### Supplied information
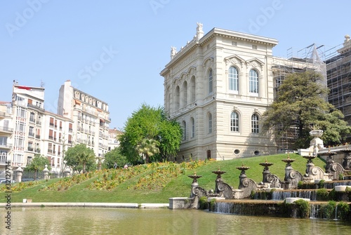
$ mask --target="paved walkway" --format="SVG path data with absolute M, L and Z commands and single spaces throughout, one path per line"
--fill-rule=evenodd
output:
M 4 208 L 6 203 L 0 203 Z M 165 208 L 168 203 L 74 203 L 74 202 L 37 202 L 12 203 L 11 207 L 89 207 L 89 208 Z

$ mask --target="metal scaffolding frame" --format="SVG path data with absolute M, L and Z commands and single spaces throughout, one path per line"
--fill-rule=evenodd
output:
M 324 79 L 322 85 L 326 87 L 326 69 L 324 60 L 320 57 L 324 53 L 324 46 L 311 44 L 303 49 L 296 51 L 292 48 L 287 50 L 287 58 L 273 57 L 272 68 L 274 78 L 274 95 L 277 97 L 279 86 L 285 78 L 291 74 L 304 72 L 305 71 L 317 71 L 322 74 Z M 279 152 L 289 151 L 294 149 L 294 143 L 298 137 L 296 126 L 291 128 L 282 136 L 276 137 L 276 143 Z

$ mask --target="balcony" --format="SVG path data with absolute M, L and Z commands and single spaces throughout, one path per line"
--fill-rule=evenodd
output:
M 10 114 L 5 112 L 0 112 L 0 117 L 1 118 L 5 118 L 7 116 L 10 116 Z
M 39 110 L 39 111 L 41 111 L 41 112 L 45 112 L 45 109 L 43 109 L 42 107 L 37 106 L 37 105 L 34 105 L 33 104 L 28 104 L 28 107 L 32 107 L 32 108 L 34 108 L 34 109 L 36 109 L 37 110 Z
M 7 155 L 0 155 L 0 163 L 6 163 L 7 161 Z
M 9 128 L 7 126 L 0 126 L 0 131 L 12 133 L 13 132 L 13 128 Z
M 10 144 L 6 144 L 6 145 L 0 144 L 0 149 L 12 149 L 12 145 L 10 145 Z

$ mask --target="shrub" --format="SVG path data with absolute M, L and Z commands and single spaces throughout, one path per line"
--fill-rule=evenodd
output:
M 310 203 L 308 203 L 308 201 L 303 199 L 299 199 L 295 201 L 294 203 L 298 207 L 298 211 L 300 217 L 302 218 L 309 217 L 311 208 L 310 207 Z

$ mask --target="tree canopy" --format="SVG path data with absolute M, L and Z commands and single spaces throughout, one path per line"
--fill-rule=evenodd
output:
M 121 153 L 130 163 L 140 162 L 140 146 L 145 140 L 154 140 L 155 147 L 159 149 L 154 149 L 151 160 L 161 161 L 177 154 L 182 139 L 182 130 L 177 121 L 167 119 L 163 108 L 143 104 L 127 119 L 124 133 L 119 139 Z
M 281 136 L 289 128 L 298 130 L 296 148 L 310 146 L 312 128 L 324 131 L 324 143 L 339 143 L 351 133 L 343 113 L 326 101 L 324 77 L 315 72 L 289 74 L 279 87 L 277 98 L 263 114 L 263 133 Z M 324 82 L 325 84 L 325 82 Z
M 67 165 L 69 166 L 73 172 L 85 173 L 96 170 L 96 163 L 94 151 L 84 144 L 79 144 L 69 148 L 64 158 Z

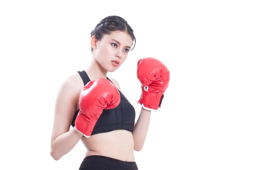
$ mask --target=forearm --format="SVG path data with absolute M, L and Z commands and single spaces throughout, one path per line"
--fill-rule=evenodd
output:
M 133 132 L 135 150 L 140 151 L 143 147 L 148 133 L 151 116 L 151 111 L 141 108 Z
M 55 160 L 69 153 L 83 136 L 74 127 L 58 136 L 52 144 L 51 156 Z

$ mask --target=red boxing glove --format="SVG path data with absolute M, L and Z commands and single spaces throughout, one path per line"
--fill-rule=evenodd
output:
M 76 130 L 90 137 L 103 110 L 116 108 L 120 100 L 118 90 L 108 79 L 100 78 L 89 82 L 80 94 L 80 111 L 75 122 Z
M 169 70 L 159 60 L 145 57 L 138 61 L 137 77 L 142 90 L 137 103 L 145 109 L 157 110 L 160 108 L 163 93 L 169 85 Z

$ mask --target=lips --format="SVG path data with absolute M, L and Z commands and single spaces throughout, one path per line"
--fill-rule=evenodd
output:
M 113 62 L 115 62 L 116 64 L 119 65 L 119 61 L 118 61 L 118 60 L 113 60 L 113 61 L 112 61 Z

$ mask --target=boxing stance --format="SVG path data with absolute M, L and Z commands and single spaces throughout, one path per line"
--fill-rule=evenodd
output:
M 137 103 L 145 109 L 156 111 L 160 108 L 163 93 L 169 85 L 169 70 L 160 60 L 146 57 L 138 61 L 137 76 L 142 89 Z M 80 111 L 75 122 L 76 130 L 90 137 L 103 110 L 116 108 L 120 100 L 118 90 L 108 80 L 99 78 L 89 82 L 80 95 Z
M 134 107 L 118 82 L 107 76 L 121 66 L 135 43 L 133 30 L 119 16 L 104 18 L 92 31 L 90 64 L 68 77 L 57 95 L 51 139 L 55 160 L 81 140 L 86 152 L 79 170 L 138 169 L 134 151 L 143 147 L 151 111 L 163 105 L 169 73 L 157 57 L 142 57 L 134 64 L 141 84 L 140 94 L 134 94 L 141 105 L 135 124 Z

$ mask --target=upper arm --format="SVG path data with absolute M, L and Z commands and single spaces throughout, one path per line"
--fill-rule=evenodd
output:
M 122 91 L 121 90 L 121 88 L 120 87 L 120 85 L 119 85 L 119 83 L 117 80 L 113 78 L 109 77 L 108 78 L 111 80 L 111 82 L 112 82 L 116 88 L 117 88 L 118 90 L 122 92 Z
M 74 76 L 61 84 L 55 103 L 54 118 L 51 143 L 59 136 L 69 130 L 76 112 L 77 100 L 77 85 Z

### Your goal
Rewrite the listing from its start through the line containing "M 4 208 L 6", inclusive, keeping every line and adding 123 to each coordinate in the output paths. Leave the pictures out.

### Response for this exercise
$ mask --target="paved walkway" --format="SVG path data with absolute M, L and Z commands and single spaces throughout, one path per line"
--fill-rule=evenodd
output:
M 127 331 L 129 326 L 123 326 Z M 288 331 L 291 326 L 197 326 L 197 325 L 160 325 L 135 326 L 134 330 L 212 330 L 212 331 Z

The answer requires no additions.